● **Saved data entries**
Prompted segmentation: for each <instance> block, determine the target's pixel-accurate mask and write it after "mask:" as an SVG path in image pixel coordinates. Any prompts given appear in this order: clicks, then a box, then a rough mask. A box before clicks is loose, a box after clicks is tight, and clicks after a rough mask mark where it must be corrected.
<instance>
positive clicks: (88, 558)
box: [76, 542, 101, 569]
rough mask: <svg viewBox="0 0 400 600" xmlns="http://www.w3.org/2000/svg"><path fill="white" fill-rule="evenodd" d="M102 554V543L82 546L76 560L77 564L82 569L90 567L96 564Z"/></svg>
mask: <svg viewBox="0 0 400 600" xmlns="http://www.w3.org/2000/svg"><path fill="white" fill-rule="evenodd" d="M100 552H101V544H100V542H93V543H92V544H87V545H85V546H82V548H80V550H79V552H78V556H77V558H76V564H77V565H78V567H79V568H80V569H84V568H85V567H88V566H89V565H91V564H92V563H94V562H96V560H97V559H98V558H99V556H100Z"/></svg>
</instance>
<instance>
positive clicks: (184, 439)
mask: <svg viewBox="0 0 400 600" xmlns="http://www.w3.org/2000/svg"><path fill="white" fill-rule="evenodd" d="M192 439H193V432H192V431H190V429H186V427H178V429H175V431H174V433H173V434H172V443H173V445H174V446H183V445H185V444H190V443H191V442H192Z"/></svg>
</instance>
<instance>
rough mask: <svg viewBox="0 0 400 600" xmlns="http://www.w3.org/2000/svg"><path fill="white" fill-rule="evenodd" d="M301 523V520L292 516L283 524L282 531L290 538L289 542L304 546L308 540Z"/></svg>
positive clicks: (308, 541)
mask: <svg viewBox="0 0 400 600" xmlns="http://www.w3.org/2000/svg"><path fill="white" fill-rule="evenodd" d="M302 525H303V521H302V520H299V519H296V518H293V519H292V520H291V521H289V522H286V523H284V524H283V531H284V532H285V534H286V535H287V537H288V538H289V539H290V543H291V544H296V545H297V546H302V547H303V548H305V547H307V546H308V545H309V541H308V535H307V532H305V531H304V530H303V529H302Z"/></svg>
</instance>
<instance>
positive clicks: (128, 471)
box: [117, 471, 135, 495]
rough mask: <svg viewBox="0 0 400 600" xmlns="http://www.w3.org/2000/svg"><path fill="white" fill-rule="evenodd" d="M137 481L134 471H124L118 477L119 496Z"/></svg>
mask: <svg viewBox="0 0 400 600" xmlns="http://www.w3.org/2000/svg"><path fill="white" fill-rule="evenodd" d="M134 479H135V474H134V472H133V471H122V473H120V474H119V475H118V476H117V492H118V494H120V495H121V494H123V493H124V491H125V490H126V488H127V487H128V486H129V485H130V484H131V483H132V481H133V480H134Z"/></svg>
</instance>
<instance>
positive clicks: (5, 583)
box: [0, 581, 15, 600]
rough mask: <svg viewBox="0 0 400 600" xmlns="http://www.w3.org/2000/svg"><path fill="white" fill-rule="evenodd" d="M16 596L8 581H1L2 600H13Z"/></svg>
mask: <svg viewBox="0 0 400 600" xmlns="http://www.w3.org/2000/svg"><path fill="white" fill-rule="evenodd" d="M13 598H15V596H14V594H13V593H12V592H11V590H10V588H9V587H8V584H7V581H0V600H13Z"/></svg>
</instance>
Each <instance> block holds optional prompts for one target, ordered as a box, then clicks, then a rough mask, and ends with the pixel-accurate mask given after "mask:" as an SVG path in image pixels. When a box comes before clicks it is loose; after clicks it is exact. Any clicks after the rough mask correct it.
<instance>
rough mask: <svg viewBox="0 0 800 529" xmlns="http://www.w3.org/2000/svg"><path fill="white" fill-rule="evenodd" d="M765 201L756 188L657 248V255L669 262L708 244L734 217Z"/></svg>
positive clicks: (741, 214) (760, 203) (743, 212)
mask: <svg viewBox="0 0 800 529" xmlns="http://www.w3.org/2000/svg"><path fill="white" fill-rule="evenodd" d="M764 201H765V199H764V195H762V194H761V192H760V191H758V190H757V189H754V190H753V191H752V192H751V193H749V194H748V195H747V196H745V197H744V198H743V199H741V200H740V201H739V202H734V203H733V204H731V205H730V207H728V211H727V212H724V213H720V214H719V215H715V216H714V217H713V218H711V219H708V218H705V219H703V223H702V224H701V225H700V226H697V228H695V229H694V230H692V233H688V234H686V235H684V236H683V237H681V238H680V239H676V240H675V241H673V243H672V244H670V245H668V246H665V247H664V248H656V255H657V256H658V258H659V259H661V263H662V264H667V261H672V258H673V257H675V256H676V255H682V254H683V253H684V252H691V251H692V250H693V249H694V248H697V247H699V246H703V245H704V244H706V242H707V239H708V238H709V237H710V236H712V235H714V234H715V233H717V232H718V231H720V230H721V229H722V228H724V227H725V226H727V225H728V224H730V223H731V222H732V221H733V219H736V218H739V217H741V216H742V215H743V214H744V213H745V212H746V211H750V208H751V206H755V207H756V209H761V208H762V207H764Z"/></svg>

● **PROMPT**
Pull out every line of the entries above that contains the word "accurate", treating uppercase and lowercase as different.

● **RESPONSE TO THE EXERCISE**
Prompted segmentation: for each <instance> block, determine the target's pixel-accurate mask and write it after "mask:" as an SVG path in image pixel coordinates. Any prompts given appear in this order: clicks, then a box, then a rough mask. A box before clicks is loose, a box after clicks is tight, and clicks after a rough mask mark where it must be corrected.
Each <instance> block holds optional prompts for one target, ordered as a box, then clicks, then a rough mask, and ends with the pixel-accurate mask given after "mask:" as an SVG path in image pixels. When a box comes before clicks it is loose; after clicks it is exact. Any clicks after the rough mask correct it.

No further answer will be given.